What the task requires: Your output should be everything below from the line containing "Find the white trousers" down to the line containing "Find the white t-shirt", both ends included, copied exactly, with pictures left out.

▽

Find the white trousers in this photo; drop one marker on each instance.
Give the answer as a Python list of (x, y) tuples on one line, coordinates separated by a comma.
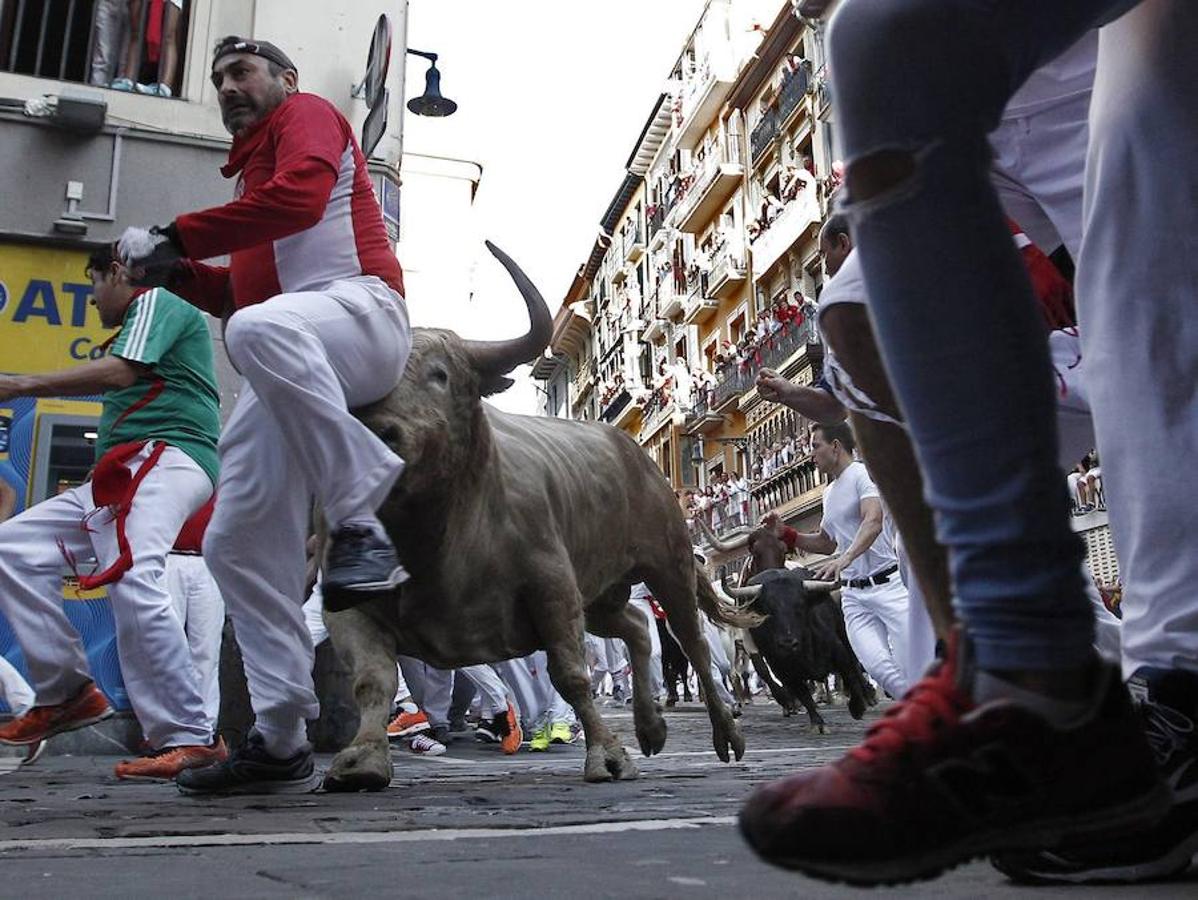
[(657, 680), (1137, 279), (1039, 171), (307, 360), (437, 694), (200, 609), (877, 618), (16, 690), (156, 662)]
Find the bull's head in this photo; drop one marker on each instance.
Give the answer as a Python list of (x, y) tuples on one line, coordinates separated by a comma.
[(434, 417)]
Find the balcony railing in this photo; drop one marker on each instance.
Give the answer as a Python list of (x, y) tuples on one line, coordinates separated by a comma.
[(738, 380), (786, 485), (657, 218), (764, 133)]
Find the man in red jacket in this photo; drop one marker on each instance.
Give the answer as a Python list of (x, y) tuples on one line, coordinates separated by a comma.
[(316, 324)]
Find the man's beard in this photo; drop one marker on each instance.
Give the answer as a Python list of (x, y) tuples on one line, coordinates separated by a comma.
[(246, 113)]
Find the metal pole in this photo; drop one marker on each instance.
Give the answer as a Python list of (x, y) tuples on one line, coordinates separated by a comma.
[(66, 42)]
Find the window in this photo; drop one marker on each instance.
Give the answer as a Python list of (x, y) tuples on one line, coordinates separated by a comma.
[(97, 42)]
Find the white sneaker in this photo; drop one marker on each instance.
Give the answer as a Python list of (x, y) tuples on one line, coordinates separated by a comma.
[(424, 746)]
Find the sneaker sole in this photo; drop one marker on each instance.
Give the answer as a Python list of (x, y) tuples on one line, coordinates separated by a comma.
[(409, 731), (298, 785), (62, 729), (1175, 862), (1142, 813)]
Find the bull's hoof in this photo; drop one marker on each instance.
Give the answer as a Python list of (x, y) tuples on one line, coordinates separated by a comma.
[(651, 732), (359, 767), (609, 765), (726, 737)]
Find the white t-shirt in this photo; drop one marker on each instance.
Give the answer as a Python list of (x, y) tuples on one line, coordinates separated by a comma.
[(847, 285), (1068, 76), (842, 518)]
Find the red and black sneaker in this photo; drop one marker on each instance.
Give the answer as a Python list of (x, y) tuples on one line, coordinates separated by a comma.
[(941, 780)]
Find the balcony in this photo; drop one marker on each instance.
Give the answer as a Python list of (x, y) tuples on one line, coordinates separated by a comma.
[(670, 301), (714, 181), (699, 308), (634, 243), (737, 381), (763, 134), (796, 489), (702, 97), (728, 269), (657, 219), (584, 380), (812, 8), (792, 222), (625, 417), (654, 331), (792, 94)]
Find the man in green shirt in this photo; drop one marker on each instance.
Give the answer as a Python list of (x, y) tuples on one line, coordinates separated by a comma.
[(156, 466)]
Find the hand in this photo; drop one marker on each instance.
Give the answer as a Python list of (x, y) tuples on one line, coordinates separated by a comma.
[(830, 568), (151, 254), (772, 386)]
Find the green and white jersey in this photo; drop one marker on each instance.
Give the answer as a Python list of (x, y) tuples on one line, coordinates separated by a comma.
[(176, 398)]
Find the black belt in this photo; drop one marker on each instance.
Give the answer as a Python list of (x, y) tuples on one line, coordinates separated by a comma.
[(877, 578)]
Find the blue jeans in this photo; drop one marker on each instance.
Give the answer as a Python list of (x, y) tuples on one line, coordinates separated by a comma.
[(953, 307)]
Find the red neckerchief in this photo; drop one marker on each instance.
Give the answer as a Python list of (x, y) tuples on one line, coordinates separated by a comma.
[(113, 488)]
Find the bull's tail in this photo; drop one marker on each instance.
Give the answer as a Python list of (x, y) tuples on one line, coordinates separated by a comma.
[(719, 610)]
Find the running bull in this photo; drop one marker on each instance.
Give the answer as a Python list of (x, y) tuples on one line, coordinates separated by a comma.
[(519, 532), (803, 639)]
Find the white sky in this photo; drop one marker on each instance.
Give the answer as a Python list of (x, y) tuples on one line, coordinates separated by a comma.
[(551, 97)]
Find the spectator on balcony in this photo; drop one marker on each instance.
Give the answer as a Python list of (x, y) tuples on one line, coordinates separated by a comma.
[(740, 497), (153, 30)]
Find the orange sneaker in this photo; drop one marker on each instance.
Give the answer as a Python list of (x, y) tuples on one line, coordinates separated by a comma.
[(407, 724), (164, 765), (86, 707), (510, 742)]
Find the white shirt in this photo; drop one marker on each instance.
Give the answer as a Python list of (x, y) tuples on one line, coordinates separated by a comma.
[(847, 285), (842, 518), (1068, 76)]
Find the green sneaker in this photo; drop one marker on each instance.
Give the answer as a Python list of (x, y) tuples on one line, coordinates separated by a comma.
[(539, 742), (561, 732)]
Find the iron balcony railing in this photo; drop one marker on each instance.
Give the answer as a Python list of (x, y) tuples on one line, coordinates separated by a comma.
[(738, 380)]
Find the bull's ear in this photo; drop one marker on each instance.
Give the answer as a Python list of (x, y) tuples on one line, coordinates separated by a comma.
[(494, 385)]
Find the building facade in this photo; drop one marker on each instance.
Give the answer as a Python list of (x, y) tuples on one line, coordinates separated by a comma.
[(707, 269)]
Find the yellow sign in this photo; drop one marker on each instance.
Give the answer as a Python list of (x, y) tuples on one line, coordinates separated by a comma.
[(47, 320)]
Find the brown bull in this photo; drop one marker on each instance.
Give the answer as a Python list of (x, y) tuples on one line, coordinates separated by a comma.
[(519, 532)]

△
▽

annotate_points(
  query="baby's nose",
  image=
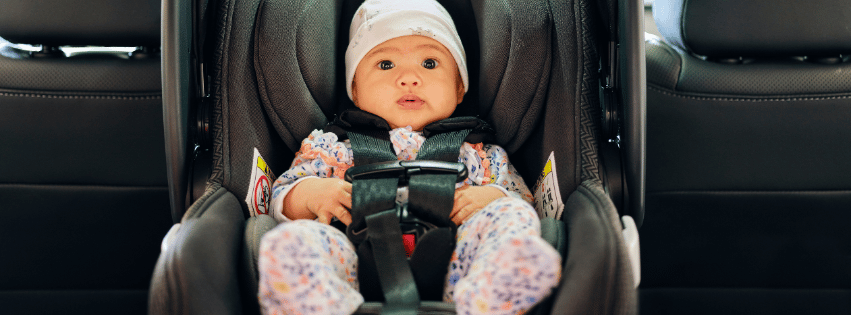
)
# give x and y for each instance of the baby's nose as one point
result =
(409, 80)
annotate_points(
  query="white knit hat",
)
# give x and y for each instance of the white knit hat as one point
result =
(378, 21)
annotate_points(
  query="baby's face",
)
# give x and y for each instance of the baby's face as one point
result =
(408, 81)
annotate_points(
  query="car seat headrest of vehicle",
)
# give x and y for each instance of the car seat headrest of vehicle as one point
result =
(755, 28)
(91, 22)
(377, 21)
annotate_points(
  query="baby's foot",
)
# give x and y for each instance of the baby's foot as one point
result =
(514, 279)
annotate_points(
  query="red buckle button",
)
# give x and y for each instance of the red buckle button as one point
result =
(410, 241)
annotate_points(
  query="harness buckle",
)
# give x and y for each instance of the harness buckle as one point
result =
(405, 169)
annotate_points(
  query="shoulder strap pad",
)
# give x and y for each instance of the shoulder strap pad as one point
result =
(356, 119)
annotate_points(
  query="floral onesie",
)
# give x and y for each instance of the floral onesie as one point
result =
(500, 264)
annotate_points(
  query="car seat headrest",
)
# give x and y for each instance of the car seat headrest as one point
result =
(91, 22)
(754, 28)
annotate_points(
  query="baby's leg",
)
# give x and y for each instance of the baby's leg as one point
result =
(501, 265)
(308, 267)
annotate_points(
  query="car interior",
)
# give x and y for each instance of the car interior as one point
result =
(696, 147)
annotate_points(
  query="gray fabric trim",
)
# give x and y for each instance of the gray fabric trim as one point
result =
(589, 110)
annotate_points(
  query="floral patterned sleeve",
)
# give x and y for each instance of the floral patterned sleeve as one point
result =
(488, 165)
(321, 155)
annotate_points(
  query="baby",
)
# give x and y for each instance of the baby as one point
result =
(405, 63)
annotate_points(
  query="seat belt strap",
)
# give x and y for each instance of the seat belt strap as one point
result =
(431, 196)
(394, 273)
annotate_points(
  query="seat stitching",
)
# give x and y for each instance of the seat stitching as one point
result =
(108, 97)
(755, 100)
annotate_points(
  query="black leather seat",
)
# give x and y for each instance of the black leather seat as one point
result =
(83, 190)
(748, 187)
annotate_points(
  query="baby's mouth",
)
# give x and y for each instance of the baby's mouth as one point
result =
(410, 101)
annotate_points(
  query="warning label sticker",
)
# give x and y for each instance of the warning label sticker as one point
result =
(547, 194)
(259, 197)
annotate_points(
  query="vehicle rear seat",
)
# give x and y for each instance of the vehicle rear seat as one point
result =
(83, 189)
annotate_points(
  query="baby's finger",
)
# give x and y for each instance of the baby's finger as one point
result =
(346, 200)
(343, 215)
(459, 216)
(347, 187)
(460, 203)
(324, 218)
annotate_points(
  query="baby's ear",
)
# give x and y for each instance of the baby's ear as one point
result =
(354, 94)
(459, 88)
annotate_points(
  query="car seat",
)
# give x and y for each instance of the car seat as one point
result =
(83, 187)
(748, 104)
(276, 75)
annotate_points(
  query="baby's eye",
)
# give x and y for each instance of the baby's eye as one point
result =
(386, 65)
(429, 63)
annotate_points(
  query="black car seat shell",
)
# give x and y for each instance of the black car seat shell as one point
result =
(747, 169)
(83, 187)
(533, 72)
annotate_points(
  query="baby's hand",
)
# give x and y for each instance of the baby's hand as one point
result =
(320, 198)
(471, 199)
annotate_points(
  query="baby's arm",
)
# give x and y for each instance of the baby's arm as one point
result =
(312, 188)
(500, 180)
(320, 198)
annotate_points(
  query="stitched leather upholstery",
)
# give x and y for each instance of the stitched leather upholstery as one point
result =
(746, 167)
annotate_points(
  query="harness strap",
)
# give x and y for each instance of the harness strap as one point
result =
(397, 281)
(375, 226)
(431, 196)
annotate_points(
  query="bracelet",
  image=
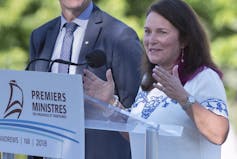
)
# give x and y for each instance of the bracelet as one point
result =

△

Your solution:
Find the white trousers in this photo; drop one marker on each instance.
Give the answer as a Python list of (x, y) tuples on one line, coordinates separated by a comma.
[(657, 680), (1137, 279), (1039, 171), (307, 360), (437, 694), (200, 609), (877, 618), (16, 690), (156, 662)]
Find the bull's head in this photo; drop one marker on each instance.
Give the answer as a Python list of (x, y) tuples on one line, coordinates separated by a comma.
[(434, 417)]
Find the balcony railing in this photo; drop one marker on each instance.
Give the answer as a Python list of (x, y) tuples on one line, coordinates separated by a comma.
[(738, 380), (786, 485), (657, 218), (764, 133)]
Find the man in red jacket in this photo; drop one marker on each instance.
Give the answer as a Python list of (x, y) tuples on one line, coordinates separated by a comma.
[(316, 324)]
Find the man's beard in this photo; drop one marker on each instance.
Give the answer as a Python list of (x, y) tuples on one line, coordinates separated by a comma.
[(246, 113)]
Find the metal pole in this photo; drop one marker on each instance.
Give the answer as a Python list of (x, y) tuples on one line, coordinates separated by a comma.
[(66, 42)]
Find the window in this photo; drop one marker on each instance.
Give the answer as a Python list of (x, y) tuples on one line, coordinates separated by a comma.
[(97, 42)]
Find the white sneaker in this photo; drop one marker on each instance.
Give the answer as a Python list of (x, y) tuples on one line, coordinates separated by a comma.
[(424, 746)]
Find the sneaker sole in this photo; drop one marker on each instance.
Give the answer as a Python list of (x, y) tuples on one line, coordinates separated by a comma.
[(409, 731), (298, 785), (62, 729), (1175, 862), (1142, 813)]
Find the bull's hoof in this photo; drop one marker on each instance.
Give the answer as a Python list of (x, y) tuples on one line, coordinates separated by a comma.
[(651, 732), (359, 767), (609, 765), (726, 737)]
Find the white t-shirt in this photo; drop one marker on each instance.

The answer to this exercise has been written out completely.